# Problem requirements
Could the entries below be reproduced exactly, with the images removed?

# The data
____________________
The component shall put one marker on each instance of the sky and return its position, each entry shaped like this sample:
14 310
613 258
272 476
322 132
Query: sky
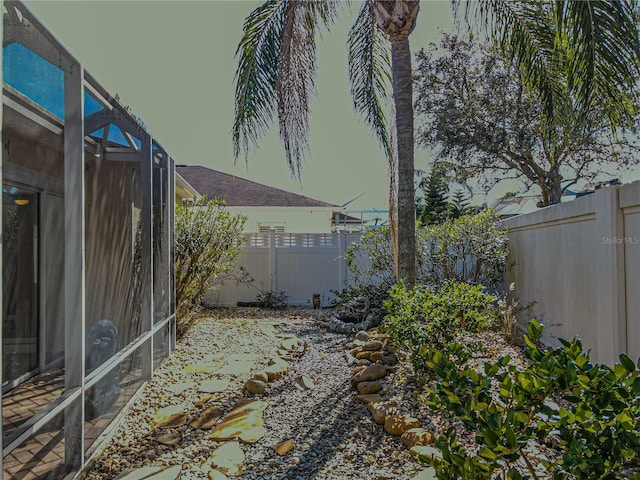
173 63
____________________
# Response for this exercise
The component shall put one marker on each instance of the sky and return its position, each entry shaped like this sample:
14 310
613 258
272 476
322 132
Query: sky
173 63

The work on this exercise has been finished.